REQUIRED TASK 1: In the passage on quantum ECDLP attacks, about how many logical qubits does the Chevignard, Fouque, and Schrottenloher approach need for P-256?
REQUIRED TASK 2: Please reproduce the passage on quantum ECDLP attacks, starting at "The convergence from" and ending at "elements of both.".

PROVIDED TEXT:
For a full ECDLP attack, the total Toffoli gate count scales as 976n³ + O(n³/log₂n), where n is the bit-length of the curve’s prime field.

The work was posted as an arXiv preprint on April 2, 2026, with a revised version on April 18.

My Analysis

This paper sits in a rapidly converging field. In the past four months, three independent research teams have published ECDLP resource estimates that represent major reductions over the Häner et al. baseline that had stood since 2020. Understanding what each one contributes requires looking at the qubit-gate tradeoff alongside the headline qubit count.

Chevignard, Fouque, and Schrottenloher’s EUROCRYPT 2026 paper, which I analyzed in detail, achieves the lowest asymptotic qubit count at 3.12n + o(n), translating to approximately 1,193 logical qubits for P-256. That is roughly 10% fewer qubits than the Luo et al. result. But the Chevignard approach pays for that width reduction with a gate count that scales as O(n⁴(log n)²), which the authors themselves acknowledged is approximately 1,000× higher than previous implementations. Luo et al.’s gate count of O(n³) is orders of magnitude more efficient on the depth axis.

Google’s Babbush et al. paper, which I covered when it dropped in March, claims to thread this needle, achieving fewer than 1,200 logical qubits and roughly 90 million Toffoli gates for ECDLP-256. If those numbers hold, that would represent the best combined width-depth performance. The Luo et al. paper notes, however, that “their technical details are not disclosed,” making independent verification impossible. By contrast, Luo et al. provide complete algorithm pseudocode, explicit circuit diagrams, numerical gate counts validated through IBM Qiskit transpilation, and an open-source repository. This transparency matters. In a field where resource estimates directly inform threat models and migration timelines, verifiable results carry more weight than claims.

The convergence from different mathematical directions is itself informative. Chevignard et al. used residue number systems and projective coordinates to avoid modular inversion entirely. Luo et al. kept modular inversion but made the operation radically cheaper through register sharing and algorithmic optimization of the EEA. These two approaches are orthogonal, and as the paper’s authors note, future work could potentially combine elements of both.

(Items from a labeling collection)
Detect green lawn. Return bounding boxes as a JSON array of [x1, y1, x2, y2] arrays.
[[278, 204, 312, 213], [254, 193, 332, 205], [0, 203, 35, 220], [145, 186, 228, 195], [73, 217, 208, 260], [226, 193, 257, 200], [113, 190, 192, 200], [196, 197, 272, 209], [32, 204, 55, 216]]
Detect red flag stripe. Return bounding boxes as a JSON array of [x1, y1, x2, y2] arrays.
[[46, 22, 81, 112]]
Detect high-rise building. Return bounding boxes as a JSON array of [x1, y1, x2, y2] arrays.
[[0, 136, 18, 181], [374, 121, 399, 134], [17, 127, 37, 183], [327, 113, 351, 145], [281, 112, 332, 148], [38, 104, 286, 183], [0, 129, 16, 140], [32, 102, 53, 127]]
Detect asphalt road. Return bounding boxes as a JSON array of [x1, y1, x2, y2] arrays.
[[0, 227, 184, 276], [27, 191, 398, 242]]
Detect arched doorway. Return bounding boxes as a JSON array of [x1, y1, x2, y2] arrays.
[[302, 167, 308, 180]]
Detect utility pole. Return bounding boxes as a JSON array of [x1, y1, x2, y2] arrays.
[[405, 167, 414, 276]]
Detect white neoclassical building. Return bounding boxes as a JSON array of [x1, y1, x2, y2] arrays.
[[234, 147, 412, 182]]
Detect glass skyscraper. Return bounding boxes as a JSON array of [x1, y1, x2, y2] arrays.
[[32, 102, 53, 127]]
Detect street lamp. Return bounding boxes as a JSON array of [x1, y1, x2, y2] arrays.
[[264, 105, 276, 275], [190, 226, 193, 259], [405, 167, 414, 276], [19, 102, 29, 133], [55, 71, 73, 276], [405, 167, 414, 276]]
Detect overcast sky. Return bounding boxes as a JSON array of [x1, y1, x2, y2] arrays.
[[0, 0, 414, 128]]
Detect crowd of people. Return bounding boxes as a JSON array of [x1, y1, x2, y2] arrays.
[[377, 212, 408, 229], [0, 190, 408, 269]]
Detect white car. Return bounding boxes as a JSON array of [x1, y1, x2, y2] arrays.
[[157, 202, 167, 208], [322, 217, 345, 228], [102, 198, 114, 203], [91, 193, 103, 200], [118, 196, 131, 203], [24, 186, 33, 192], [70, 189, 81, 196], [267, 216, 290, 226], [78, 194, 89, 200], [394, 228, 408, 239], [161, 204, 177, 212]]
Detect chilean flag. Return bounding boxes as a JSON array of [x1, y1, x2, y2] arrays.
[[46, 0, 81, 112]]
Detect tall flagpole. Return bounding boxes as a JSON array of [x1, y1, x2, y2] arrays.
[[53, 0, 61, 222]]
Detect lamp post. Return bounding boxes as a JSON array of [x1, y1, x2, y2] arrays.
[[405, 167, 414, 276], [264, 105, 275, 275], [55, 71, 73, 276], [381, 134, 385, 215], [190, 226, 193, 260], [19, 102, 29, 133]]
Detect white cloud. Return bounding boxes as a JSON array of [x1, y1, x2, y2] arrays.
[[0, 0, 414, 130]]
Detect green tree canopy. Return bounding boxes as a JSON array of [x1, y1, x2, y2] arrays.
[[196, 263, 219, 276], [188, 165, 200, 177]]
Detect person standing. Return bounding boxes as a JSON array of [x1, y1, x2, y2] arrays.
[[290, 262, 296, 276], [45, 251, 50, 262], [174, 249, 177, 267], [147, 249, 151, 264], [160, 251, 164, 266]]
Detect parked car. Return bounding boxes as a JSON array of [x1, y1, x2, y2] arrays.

WRITTEN REPLY 1: Approximately 1,193 logical qubits.

WRITTEN REPLY 2:
The convergence from different mathematical directions is itself informative. Chevignard et al. used residue number systems and projective coordinates to avoid modular inversion entirely. Luo et al. kept modular inversion but made the operation radically cheaper through register sharing and algorithmic optimization of the EEA. These two approaches are orthogonal, and as the paper’s authors note, future work could potentially combine elements of both.